[PROBLEM REQUIREMENTS]
Give every entry again, word for word.

===== MATERIAL FOR THE TASK

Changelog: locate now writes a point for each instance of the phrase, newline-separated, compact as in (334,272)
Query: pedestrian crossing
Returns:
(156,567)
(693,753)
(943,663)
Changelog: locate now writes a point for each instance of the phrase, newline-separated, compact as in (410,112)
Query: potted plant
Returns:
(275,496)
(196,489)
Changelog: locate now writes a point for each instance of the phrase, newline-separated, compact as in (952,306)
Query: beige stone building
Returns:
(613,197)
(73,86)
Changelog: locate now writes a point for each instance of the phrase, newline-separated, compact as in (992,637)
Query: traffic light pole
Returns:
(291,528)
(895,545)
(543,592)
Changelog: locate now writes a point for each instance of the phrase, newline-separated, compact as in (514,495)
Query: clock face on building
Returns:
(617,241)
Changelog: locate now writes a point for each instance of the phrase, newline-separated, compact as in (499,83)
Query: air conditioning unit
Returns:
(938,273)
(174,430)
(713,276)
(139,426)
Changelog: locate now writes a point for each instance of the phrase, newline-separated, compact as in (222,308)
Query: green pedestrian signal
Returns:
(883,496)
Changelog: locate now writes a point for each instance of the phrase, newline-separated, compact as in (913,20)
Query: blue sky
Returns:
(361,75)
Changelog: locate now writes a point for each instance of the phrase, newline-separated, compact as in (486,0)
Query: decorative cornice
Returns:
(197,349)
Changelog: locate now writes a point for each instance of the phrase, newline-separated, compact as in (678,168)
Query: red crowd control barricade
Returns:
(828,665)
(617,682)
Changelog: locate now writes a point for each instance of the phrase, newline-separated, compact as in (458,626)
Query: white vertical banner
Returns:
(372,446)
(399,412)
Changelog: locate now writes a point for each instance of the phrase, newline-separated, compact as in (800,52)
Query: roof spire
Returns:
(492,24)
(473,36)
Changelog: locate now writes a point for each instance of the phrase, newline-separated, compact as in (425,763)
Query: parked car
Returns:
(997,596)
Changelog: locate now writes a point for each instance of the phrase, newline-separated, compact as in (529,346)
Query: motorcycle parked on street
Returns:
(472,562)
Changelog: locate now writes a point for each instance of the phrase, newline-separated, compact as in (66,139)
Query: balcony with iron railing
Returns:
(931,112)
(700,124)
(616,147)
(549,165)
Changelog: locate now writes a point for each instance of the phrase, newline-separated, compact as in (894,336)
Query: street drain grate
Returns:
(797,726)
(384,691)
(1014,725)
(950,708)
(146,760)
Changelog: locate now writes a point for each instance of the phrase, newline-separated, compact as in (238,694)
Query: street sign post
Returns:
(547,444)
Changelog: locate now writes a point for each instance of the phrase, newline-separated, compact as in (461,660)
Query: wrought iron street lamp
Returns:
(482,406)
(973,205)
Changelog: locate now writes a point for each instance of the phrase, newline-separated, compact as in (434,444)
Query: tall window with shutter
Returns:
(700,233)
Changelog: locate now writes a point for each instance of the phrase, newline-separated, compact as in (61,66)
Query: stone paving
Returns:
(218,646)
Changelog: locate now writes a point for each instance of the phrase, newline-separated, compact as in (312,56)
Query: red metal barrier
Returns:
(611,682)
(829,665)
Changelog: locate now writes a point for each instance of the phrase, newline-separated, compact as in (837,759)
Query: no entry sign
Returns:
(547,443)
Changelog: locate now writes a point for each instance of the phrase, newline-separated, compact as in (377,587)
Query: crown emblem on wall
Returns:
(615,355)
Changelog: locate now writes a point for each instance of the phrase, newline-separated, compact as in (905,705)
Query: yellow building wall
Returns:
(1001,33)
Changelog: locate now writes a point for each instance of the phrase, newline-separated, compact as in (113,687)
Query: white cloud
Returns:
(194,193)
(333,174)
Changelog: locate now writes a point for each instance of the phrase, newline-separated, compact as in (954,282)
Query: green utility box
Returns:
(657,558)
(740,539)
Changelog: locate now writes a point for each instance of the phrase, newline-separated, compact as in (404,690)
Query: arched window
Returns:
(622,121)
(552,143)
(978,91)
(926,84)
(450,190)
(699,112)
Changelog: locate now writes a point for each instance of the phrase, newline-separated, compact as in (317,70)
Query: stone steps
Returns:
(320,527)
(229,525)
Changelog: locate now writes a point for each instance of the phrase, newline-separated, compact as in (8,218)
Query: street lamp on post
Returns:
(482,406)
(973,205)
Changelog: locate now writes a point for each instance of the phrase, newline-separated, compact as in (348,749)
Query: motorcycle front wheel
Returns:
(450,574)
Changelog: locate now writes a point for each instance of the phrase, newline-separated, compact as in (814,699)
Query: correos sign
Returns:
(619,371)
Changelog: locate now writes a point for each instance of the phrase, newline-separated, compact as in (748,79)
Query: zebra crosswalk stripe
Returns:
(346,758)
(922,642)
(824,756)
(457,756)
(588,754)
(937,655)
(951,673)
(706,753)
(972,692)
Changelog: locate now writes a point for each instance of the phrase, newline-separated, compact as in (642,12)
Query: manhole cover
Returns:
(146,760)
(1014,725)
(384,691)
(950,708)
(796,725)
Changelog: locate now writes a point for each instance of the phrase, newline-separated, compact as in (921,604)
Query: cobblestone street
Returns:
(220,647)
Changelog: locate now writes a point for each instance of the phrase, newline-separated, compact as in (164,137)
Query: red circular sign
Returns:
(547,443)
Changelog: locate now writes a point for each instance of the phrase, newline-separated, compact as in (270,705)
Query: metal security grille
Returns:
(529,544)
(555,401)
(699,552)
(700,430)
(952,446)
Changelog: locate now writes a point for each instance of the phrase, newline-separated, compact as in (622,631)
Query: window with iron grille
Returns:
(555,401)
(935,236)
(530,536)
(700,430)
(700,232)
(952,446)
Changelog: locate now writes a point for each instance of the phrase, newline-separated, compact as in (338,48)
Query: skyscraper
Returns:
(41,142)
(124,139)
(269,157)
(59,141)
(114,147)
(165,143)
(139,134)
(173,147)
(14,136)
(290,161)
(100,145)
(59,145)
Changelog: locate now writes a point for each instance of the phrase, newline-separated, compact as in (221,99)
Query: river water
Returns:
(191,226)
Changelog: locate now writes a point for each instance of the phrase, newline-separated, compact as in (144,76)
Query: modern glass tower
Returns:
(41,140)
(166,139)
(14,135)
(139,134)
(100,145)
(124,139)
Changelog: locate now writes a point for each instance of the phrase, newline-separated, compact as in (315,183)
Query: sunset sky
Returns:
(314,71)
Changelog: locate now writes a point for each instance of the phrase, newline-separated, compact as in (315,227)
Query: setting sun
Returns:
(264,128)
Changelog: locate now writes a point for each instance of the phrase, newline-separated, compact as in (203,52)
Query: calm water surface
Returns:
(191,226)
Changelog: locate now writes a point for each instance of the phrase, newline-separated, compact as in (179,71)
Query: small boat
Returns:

==========

[RESULT OF THE EXERCISE]
Changelog: locate now writes a point for each instance of the phrase, newline-separated, compact as in (334,272)
Query: pedestrian crossing
Returns:
(156,567)
(693,753)
(943,663)
Changelog: locate now writes a point for each instance of the phrase, newline-separated, compact as in (410,112)
Query: potted plant
Returns:
(275,496)
(196,489)
Changelog: locate now writes a point for each instance of the phrase, newline-separated, compact as in (952,306)
Query: beige stone building
Returns:
(613,197)
(73,86)
Changelog: locate now writes a point for each instance of the phrase, newline-separated, compact as in (992,637)
Query: traffic light pole
Returns:
(291,528)
(895,545)
(543,592)
Changelog: locate now writes a point for each instance of the phrase, newline-separated, compact as in (514,495)
Query: clock face on building
Returns:
(617,241)
Changelog: locate now writes a point for each instance of the phrase, newline-separated, compact as in (499,83)
Query: air conditioning unit
Returns:
(938,273)
(174,430)
(713,276)
(139,426)
Changelog: locate now writes a point for each instance of the phrase, newline-separated, compact as in (222,308)
Query: green pedestrian signal
Returns:
(883,496)
Changelog: locate now writes a point for each instance of the phrase, newline-separated, compact as in (913,20)
Query: blue sky
Returns:
(361,75)
Changelog: locate now writes a point for each instance of the phrase, newline-separated, compact as in (486,0)
Query: decorative cornice
Returns:
(197,349)
Changelog: locate now writes a point for each instance of the phrase, newline-separated, compact as in (678,168)
Query: red crowd control barricade
Returns:
(828,665)
(617,682)
Changelog: locate now writes a point for each instance of the phrase, newline-separated, compact as in (458,626)
Query: white vertical banner
Returns:
(372,446)
(399,412)
Changelog: locate now writes a point for each instance of the phrase, newline-separated, compact as in (800,52)
Query: roof spire
Returns:
(492,24)
(473,36)
Changelog: locate now writes a point for each instance of the phrase, newline-separated, compact as in (425,763)
Query: parked car
Returns:
(997,596)
Changelog: locate now writes a point for each instance of the phrase, newline-separated, compact as in (529,346)
Query: motorcycle parked on street
Returns:
(472,562)
Changelog: locate now writes a point for each instance of the phrase, newline-separated, compact as in (66,139)
Query: balcony with iron railing
Returns:
(931,112)
(700,124)
(616,147)
(549,165)
Changelog: locate now writes a point for each instance of the phrase, newline-separated, compact as in (894,336)
Query: street drain grate
Returns:
(797,726)
(384,691)
(1014,725)
(950,708)
(146,760)
Changelog: locate now writes a point for each instance of the phrase, newline-separated, compact as in (238,694)
Query: street sign post
Returns:
(547,444)
Changelog: locate now writes a point for each instance of the phrase, newline-separated, compact as in (461,660)
Query: wrought iron street lamp
Returns:
(482,406)
(973,205)
Changelog: locate now writes a point for each instance of the phrase, newline-separated, compact as in (434,444)
Query: tall window with shutter
Returns:
(700,233)
Changelog: locate now writes a point for each instance of the phrase, newline-separated, compact as in (61,66)
Query: stone paving
Returns:
(218,646)
Changelog: locate now writes a point for each instance of the phrase, newline-separated, compact as in (312,56)
Query: red metal barrier
Returns:
(611,682)
(829,665)
Changelog: locate now writes a point for each instance of the phrase, newline-separated, compact as in (837,759)
Query: no entry sign
Returns:
(547,443)
Changelog: locate now writes a point for each instance of the phrase, newline-separated, compact as in (377,587)
Query: crown emblem on wall
Returns:
(615,355)
Changelog: locate now writes a point for each instance of the phrase, newline-separated, compact as in (905,705)
Query: yellow building wall
Returns:
(1001,33)
Changelog: locate now writes a point for each instance of the phrase, newline-separated, compact as in (113,687)
Query: white cloud
Returns:
(194,193)
(333,174)
Changelog: locate now writes a point for each instance of the phrase, newline-separated, compact as in (954,282)
Query: green utility box
Returns:
(657,558)
(740,539)
Changelog: locate now writes a point for each instance of the phrase, newline-separated, compact as in (404,690)
Query: arched window
Returns:
(622,121)
(552,143)
(978,91)
(926,84)
(450,190)
(699,112)
Changelog: locate now writes a point for each instance of the phrase, newline-separated, compact as in (317,70)
Query: stone steps
Returns:
(320,527)
(229,525)
Changelog: locate now writes a point for each instance of the phrase, newline-separated, compact as in (8,218)
Query: street lamp on post
Returns:
(482,406)
(973,205)
Changelog: locate now writes a point for each instance of the phrase, newline-separated, compact as in (348,749)
Query: motorcycle front wheel
Returns:
(450,574)
Changelog: locate now writes a point for each instance of the phrase, newline-separated, compact as in (814,699)
Query: correos sign
Returns:
(619,371)
Changelog: locate now writes a point for each instance of the phrase, newline-separated, compact as in (748,79)
Query: zebra crosswalk stripe
Returns:
(346,758)
(922,642)
(824,756)
(457,756)
(588,754)
(937,655)
(951,673)
(706,753)
(972,692)
Changelog: locate now writes a point for each instance of the phrase, newline-separated, compact as in (642,12)
Query: manhole cover
Returns:
(146,760)
(1014,725)
(384,691)
(950,708)
(796,725)
Changelog: locate now writes a point for each instance of the phrase, newline-separated, compact as in (921,604)
Query: cobblestone street
Returns:
(220,647)
Changelog: locate now writes a point for each instance of the phrase, newline-separated, compact as in (164,137)
Query: red circular sign
Returns:
(547,443)
Changelog: locate now writes a point for each instance of the phrase, newline-separated, compact as in (270,705)
Query: metal security grille
Returns:
(529,544)
(555,401)
(699,552)
(700,430)
(952,446)
Changelog: locate now writes a point for each instance of the phrase, newline-separated, compact as in (622,631)
Query: window with iron grille
Returns:
(555,401)
(935,236)
(530,536)
(700,430)
(700,232)
(952,446)
Changelog: locate now writes a point for each instance of the phrase, newline-separated, compact as in (338,48)
Query: skyscraper
Returns:
(41,142)
(124,139)
(269,157)
(59,141)
(114,147)
(165,143)
(139,134)
(173,147)
(14,136)
(290,161)
(100,145)
(59,145)
Changelog: locate now writes a point for each instance of the phrase, newline-separated, compact as in (221,99)
Query: river water
Returns:
(191,226)
Changelog: locate now writes a point for each instance of the phrase, newline-separated, compact as in (144,76)
Query: modern glass tower
Returns:
(41,140)
(166,139)
(14,135)
(139,134)
(100,145)
(124,139)
Changelog: locate now writes a point for each instance of the phrase, newline-separated, compact as in (315,183)
Query: sunset sky
Returns:
(314,71)
Changelog: locate now writes a point for each instance of the phrase, newline-separated, compact as in (315,227)
Query: setting sun
Returns:
(264,128)
Changelog: locate now writes a point for each instance of the phrase, newline-separated, compact as in (203,52)
Query: calm water surface
Returns:
(191,226)
Changelog: locate now writes a point for each instance of the phrase, newline-separated, compact as in (179,71)
Query: small boat
Returns:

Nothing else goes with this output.